→ **TO BE DONE**: Copy the rows below character for character.

→ **DATA PROVIDED**:
◆ ◆ ◆ ◆
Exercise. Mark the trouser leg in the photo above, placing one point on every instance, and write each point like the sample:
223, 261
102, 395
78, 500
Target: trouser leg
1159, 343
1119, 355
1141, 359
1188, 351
◆ ◆ ◆ ◆
→ **RESPONSE BELOW**:
Exercise. Mark the trouser leg in the photo above, placing one point on every instance, and write each point like the sample:
223, 261
102, 395
78, 500
Target: trouser leg
1159, 343
1119, 355
1141, 359
1188, 351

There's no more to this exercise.